-- BEGIN --

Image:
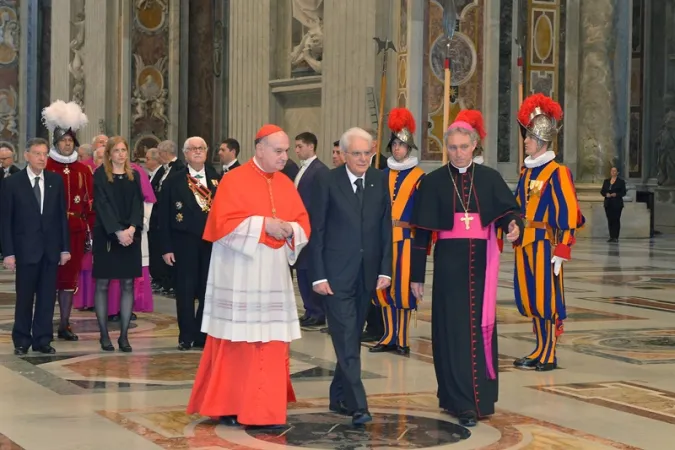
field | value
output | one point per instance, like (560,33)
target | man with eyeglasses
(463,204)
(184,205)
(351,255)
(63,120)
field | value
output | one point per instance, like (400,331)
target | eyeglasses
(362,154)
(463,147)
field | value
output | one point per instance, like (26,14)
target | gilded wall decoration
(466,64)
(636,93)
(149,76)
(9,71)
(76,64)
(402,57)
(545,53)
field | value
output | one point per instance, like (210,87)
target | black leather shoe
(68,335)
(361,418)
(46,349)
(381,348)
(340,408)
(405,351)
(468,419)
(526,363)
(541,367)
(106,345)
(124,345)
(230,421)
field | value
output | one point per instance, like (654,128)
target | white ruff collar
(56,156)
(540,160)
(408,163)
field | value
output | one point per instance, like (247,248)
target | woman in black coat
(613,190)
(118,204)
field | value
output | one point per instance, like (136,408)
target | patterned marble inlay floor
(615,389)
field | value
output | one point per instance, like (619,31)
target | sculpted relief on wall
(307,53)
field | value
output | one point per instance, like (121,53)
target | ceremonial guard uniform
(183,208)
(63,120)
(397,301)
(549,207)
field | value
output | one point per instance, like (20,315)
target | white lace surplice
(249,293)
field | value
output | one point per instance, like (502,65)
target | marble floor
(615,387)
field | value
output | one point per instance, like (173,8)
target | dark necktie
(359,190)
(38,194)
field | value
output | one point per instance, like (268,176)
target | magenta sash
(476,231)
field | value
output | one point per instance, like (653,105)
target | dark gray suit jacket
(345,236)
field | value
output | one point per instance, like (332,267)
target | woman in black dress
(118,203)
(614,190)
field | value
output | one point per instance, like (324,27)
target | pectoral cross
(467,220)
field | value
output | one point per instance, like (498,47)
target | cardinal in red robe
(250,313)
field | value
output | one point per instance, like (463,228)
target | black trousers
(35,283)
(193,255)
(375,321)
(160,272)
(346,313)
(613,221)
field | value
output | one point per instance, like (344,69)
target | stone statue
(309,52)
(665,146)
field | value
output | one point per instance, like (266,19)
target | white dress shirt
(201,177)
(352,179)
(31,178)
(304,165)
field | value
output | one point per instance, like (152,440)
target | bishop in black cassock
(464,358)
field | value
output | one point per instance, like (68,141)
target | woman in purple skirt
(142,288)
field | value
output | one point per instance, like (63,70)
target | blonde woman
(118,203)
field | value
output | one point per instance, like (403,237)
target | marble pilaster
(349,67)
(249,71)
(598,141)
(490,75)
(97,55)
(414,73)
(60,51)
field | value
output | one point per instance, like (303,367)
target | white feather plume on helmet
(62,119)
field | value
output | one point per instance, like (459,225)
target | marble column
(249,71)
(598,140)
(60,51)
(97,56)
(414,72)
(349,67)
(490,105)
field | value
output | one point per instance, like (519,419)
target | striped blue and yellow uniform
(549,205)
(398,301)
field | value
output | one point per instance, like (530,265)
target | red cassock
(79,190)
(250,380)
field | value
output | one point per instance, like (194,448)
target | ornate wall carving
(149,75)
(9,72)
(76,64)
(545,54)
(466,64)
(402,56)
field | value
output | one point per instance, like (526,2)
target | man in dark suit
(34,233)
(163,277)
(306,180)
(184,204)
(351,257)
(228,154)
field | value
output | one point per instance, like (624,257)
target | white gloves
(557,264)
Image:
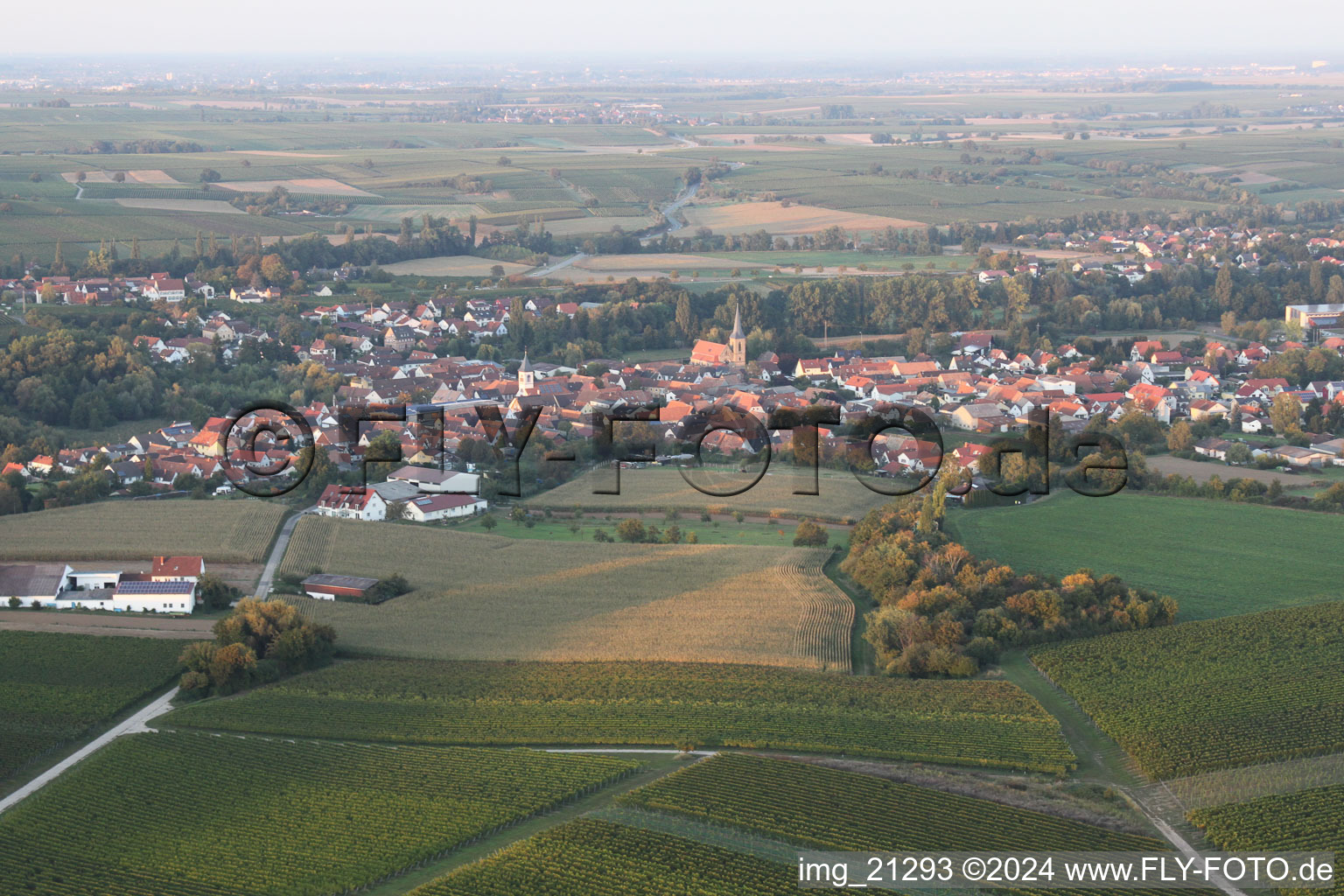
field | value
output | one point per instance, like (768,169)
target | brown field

-- END --

Take the records above and transcribe them exactly, dropping every picture.

- **FULL ANSWER**:
Image:
field | value
output | one point per instance, like (560,33)
target | man with eyeglasses
(463,204)
(184,205)
(351,255)
(63,120)
field | value
output | one point per instance, like (400,331)
target | eyeglasses
(362,154)
(463,147)
field | value
output | one point per instance, like (26,14)
target | gilded wall decoration
(466,64)
(636,93)
(149,76)
(9,71)
(76,64)
(402,57)
(545,53)
field | value
output | one point per instance, like (210,87)
target | black leather shoe
(68,335)
(361,418)
(46,349)
(381,348)
(340,408)
(405,351)
(468,419)
(526,363)
(541,367)
(106,345)
(124,345)
(230,421)
field | value
output | one point per instance, like (654,128)
target | white ruff collar
(56,156)
(540,160)
(408,163)
field | value
output | one point per instance, like (247,248)
target | woman in black coat
(613,190)
(118,204)
field | value
output | one point per instance, like (136,408)
target | patterned marble inlay floor
(615,389)
field | value
output | one point per instance, like (619,31)
target | sculpted relief on wall
(307,53)
field | value
output | one point per instance, like (121,53)
target | ceremonial guard uniform
(183,208)
(63,120)
(397,301)
(549,207)
field | value
output | one point per instance, like (20,315)
target | white lace surplice
(249,293)
field | value
output | one point per instance, like (502,65)
target | marble floor
(615,387)
field | value
output | one point per instance, like (173,8)
target | dark necktie
(359,190)
(38,194)
field | value
output | one point per instance, like (268,176)
target | magenta sash
(476,231)
field | value
output | one point per instance, like (653,105)
target | dark gray suit jacket
(345,236)
field | value
output | one point per instance, like (332,267)
target | woman in black dress
(118,203)
(614,190)
field | value
output | one point per instance, like (324,27)
target | pectoral cross
(467,220)
field | value
output | one point per instance, like (498,47)
target | cardinal in red robe
(250,313)
field | value
output | one point per instance, like (463,228)
target | black trousers
(35,283)
(193,255)
(375,321)
(160,272)
(346,313)
(613,221)
field | value
output | one point per instance, like (344,69)
target | stone statue
(309,52)
(665,146)
field | value
output | one point per instance, like (266,19)
target | white dress shirt
(201,177)
(352,179)
(31,178)
(304,165)
field | value
output | one point per instance, like (152,440)
target | bishop in black cassock
(464,358)
field | value
output | one point per instance, like (68,141)
target | woman in purple skirt
(142,288)
field | value
output | one point per instance, like (63,70)
target | blonde woman
(118,203)
field | value
output | one point per instance, like (403,237)
target | marble pilaster
(349,67)
(249,71)
(598,141)
(490,75)
(97,55)
(414,73)
(60,51)
field | value
output | one point per instance, like (303,367)
target | white feather plume on helmet
(62,119)
field | value
output | one point per instance, like (459,225)
target | marble column
(249,71)
(598,140)
(60,51)
(97,56)
(414,72)
(349,67)
(490,105)
field | value
output | one point per instance, like (519,419)
target | striped blue and yellow uniform
(549,205)
(398,301)
field | value
output | one point per instance, like (530,265)
target | red cassock
(79,190)
(250,380)
field | value
output | one point per instance, like (194,448)
target | ornate wall carving
(149,75)
(9,72)
(76,64)
(545,54)
(466,64)
(402,56)
field | value
output | one point per instance, like (526,2)
target | man in dark suit
(34,233)
(163,277)
(306,180)
(184,204)
(351,257)
(228,154)
field | value
output | one point per instance, like (624,257)
target | white gloves
(557,264)
Image:
field | value
output | one point per instance, like (768,169)
target | brown field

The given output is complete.